ABOUT THIS EXERCISE - Examine the records and identify each line that includes the string "black". Copy those lines.

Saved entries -

=== Section Start ===

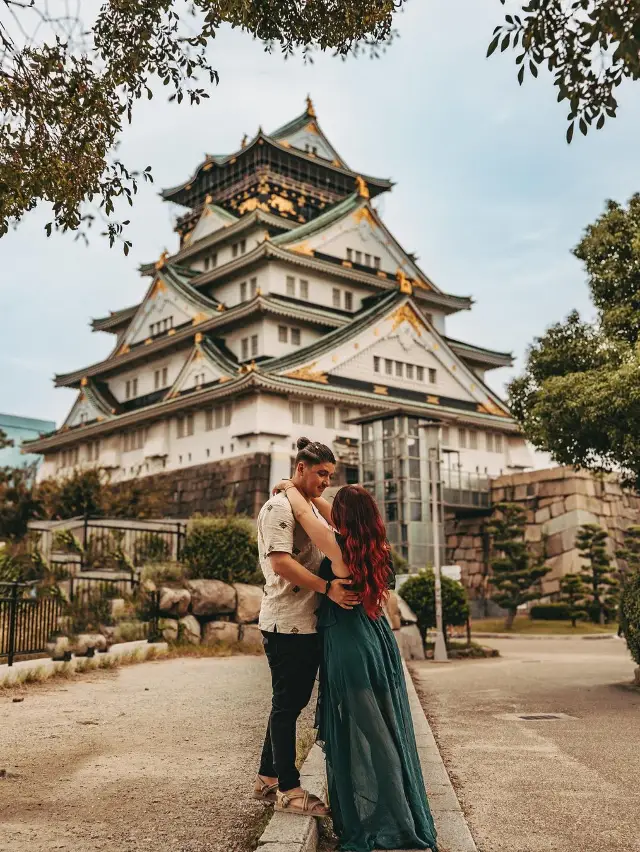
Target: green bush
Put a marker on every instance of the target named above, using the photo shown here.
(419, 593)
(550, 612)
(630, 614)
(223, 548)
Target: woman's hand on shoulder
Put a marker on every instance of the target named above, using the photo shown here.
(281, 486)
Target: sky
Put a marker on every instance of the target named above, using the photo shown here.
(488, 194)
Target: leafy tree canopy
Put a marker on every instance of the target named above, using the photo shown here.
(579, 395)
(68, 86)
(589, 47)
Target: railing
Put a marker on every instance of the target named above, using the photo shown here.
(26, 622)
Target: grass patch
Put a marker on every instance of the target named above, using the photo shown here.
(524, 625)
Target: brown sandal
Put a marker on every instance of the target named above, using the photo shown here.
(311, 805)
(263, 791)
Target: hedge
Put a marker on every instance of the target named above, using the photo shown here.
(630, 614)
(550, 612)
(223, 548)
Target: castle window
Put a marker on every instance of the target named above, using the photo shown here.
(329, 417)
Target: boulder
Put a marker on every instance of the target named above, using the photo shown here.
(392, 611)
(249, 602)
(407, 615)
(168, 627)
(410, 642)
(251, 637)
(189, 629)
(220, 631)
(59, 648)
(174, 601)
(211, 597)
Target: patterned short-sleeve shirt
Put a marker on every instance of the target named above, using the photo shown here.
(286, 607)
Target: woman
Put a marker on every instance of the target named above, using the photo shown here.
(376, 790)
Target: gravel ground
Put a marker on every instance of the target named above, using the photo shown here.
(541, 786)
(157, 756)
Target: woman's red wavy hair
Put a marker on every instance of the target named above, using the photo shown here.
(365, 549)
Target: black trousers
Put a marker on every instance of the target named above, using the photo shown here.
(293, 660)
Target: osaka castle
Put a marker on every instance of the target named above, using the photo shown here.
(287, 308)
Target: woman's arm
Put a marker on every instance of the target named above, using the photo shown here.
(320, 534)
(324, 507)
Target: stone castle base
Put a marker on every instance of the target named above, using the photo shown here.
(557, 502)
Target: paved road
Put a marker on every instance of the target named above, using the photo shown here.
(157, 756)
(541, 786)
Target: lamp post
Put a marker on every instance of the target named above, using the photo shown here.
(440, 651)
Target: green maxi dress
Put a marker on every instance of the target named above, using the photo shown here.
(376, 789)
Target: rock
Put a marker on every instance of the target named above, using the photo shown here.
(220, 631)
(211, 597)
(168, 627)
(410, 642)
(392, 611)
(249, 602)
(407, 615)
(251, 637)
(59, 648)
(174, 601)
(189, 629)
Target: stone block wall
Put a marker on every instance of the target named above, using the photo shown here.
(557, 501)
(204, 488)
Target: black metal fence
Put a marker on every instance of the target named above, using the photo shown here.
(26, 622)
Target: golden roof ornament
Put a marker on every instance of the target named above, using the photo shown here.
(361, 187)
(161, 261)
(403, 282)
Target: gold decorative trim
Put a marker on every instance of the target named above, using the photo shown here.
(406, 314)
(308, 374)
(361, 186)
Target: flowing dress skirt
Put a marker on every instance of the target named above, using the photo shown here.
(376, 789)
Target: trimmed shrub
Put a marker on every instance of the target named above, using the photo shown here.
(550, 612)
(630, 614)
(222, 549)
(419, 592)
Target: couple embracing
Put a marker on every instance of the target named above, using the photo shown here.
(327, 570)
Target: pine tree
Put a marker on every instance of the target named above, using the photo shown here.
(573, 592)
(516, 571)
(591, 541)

=== Section End ===
=== Section Start ===

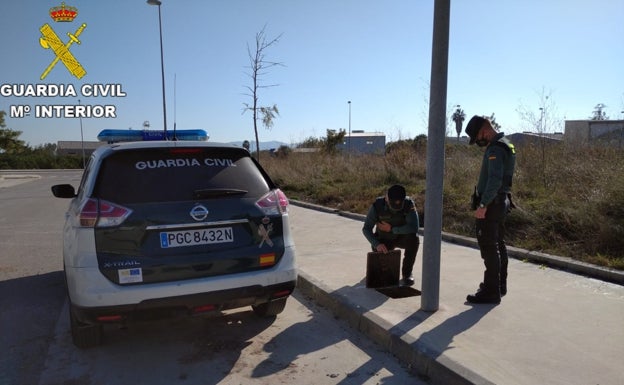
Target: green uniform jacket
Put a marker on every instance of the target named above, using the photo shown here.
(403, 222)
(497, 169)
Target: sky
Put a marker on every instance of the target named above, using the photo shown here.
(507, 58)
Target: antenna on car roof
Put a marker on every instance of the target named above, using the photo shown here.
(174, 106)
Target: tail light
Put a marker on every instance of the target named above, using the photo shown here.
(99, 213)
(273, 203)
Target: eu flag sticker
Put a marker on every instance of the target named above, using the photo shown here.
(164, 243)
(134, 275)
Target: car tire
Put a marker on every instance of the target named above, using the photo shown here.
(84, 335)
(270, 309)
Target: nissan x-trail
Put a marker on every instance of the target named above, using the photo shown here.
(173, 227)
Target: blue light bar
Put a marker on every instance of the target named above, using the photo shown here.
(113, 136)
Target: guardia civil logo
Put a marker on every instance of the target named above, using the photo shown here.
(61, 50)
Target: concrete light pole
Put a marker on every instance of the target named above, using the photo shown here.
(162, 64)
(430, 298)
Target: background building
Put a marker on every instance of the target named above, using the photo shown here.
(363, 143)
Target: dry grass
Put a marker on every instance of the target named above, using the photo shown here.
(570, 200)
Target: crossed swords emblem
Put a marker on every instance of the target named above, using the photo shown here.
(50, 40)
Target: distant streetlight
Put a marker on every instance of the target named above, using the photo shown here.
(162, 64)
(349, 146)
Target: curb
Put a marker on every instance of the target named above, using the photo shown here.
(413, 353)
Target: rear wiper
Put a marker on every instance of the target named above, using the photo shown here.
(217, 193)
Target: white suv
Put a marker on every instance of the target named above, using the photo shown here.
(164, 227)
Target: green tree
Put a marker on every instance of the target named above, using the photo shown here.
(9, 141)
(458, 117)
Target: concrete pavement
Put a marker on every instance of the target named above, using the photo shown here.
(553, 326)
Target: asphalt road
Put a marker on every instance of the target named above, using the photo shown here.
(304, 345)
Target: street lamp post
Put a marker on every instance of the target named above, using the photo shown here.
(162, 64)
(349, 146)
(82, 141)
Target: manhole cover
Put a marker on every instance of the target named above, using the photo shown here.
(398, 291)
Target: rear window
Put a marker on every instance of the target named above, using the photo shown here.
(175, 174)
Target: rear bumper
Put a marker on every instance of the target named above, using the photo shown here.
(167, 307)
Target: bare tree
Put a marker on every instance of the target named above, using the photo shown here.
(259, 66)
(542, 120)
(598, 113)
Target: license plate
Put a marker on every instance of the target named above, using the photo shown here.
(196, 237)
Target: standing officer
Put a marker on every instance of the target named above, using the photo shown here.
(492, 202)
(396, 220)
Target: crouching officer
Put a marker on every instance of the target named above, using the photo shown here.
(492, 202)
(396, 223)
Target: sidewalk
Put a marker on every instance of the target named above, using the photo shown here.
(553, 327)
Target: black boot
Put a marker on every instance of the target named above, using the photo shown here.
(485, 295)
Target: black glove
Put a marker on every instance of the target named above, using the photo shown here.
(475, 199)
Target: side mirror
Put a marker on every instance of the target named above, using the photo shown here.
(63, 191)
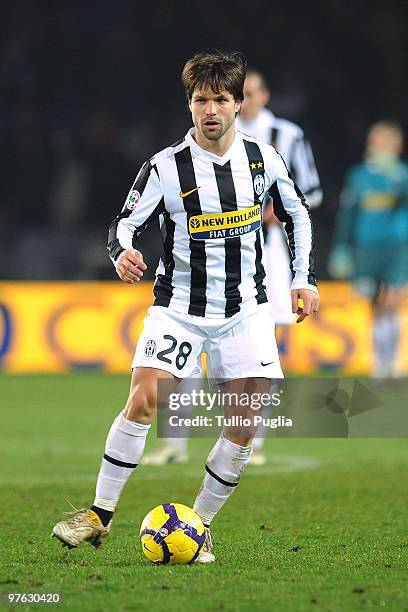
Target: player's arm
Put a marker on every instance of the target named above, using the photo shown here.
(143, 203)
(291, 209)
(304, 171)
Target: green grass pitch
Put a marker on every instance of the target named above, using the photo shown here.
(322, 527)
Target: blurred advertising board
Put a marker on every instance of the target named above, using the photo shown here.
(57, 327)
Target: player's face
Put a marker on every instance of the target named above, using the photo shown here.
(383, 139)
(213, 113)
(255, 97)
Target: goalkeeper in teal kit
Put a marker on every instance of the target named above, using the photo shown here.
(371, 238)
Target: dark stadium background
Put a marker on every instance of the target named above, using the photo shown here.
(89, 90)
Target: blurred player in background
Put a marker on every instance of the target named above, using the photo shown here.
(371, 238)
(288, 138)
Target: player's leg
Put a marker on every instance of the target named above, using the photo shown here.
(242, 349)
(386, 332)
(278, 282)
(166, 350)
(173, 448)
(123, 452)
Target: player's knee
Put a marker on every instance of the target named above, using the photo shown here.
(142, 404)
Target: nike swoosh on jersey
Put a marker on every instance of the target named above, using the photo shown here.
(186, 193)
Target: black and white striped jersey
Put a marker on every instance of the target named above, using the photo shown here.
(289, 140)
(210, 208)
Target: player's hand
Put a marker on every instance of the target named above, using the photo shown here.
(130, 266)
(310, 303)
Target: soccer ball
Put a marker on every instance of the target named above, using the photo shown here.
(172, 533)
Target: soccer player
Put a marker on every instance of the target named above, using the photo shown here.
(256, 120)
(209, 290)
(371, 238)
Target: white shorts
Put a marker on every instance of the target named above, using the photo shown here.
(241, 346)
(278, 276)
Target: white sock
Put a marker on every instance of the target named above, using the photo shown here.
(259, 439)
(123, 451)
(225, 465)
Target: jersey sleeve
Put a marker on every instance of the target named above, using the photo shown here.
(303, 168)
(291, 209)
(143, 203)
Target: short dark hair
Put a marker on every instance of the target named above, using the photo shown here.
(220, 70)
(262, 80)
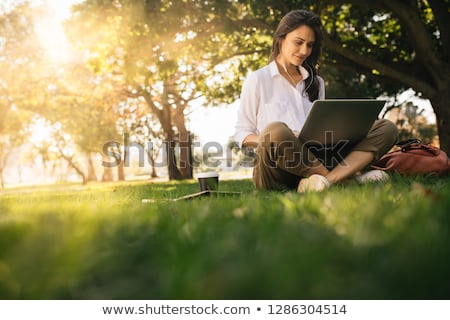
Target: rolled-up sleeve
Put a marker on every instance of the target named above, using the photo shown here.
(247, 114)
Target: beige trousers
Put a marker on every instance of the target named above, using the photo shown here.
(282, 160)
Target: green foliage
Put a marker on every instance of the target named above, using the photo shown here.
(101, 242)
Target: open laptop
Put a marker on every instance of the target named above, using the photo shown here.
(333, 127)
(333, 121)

=== Section End ===

RESPONSE BOX -
Target: black trousers
Target: black metal fence
Target: black boot
Target: black glove
Target: black and white striped jersey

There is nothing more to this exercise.